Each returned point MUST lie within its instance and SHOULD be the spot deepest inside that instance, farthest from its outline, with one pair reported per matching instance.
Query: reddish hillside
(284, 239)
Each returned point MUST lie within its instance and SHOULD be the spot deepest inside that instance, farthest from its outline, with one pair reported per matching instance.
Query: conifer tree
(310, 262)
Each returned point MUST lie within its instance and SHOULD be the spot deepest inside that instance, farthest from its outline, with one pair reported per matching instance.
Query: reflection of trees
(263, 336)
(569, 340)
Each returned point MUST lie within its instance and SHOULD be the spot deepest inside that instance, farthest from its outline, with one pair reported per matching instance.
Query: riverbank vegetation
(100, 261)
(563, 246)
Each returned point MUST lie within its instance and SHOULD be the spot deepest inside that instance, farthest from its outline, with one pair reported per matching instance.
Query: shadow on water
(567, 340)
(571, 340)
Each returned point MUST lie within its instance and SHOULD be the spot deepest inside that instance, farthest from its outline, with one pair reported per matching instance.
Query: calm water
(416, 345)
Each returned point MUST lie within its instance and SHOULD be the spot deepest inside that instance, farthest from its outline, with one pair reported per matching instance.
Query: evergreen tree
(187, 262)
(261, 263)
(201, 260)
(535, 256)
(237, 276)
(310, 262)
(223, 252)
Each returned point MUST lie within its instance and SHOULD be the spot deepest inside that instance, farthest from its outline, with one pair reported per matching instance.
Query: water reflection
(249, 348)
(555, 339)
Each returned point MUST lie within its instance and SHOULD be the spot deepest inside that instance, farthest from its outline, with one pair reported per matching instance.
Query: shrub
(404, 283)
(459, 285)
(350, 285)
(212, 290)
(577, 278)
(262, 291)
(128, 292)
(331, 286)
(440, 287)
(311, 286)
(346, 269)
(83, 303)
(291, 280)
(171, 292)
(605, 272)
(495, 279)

> _Instructions for the task_
Your task is to output all of the data above word for word.

> _The solution_
Each returned point MUST lie within its instance and SHOULD be the spot deepest inside that instance, farthest from its outline, with one pair reported per matching instance.
Query: reddish hillside
(284, 239)
Each returned point MUST lie within its instance and SHOULD be the spot deepest inside that instance, farthest from its outline, with one pair reported per matching instance.
Query: conifer tree
(310, 262)
Each returned point MUST lie within its instance and SHOULD be the spot deepest inside that instance, farthest from its outline, with one pair reported per matching instance.
Query: reflection of trees
(263, 336)
(569, 340)
Each returned point MUST lie within its instance and SHOULD be the spot deepest inside that instance, farthest from its outline, with one pair reported per matching instance.
Query: riverbank vegetation
(100, 261)
(563, 246)
Each returned point MUST lie within its instance and SHOULD be the spot deepest inside that instance, farthest from its outline, with one pair reported per matching instance.
Query: shadow on water
(567, 340)
(571, 340)
Each returned point MUST lie within its instance and SHOULD be the spot deepest inside that instance, farthest from its outline, with one pair reported per matching instance.
Query: calm water
(416, 345)
Each returned point MUST lie within its instance and SHOULD be the spot deepest inside that instance, farthest from its outline, with one pair reported per matching instance.
Query: evergreen tree
(187, 262)
(261, 263)
(201, 260)
(535, 256)
(237, 276)
(310, 262)
(223, 252)
Each returned point MUST lie within its instance and SHOULD be the spot deepest inside that instance, farthest from its outline, with one pair reported per matching instance.
Query: water reflection
(249, 348)
(555, 339)
Each returned point MUST lie within its instance and SHOULD be the spot deepest inside that instance, farthest from its outline, with one pair reported per matching instance.
Query: shrub
(404, 283)
(459, 285)
(350, 285)
(212, 290)
(577, 278)
(262, 291)
(128, 292)
(331, 286)
(440, 287)
(311, 286)
(346, 269)
(83, 303)
(291, 280)
(171, 292)
(605, 272)
(495, 279)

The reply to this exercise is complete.